**Goal:** Repeat word for word everything from the line containing "Every instance of the chimney" to the end of the listing, first and last lines included, and only that.

**Given data:**
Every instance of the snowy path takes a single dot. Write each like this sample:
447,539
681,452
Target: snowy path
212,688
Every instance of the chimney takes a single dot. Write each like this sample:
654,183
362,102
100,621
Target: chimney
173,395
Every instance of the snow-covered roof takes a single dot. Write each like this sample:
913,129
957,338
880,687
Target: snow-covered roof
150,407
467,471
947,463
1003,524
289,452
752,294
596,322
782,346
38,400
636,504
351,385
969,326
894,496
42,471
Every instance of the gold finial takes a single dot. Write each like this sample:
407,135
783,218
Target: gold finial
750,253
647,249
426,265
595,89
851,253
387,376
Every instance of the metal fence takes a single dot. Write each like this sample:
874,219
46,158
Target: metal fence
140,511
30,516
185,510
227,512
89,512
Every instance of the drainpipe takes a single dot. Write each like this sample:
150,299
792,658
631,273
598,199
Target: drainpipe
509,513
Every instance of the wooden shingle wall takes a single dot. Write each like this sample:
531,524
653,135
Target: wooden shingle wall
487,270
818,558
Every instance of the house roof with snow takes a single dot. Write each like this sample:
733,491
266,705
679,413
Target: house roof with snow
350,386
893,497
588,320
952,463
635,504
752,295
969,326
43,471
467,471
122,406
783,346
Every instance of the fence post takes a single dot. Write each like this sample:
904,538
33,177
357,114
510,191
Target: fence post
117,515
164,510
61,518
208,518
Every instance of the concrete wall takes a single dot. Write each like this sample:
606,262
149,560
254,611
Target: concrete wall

**Expected answer:**
Every instance of the chimney takes a single dot. Write each like this sample:
654,183
362,102
100,621
Target: chimney
173,395
Every instance of the snow-covered roof takes a single dot. Write each like this sample:
913,129
957,338
880,687
Target: snow-covered roof
150,407
467,471
947,463
1003,524
289,452
752,294
596,322
782,346
38,400
636,504
351,385
969,326
894,496
42,471
Every instance of the gold finial takes a single dot. Write each like this sample:
407,135
783,218
Target: gold finial
750,253
647,249
426,265
595,89
851,253
387,376
Every instance of the metal fence takes a single dot. Write each like this sample:
874,219
46,158
Target: metal fence
140,511
30,516
185,510
227,512
89,512
Every instance of the drainpipe takes a single dot. Write each like this sample:
150,299
792,658
631,273
598,199
Target: drainpipe
509,513
Every instance of the wooden shingle wall takes a single dot. Write each like this sample:
531,524
653,135
Target: wooden shingle wall
487,270
818,558
Every instance of the house roof with snow takes a single dot. Write each like this sample:
733,491
266,705
679,413
Target: house roof with snow
350,386
893,497
588,320
952,463
635,504
752,295
969,326
43,471
467,471
122,406
783,346
Every instance of the fence post takes a single dot. Write each like this sample:
904,538
33,177
357,114
510,191
Target: fence post
117,515
164,510
61,518
208,518
Every instance of the concrete wall takes a single dot. Write each like this sample:
606,262
149,560
254,611
Target: concrete wall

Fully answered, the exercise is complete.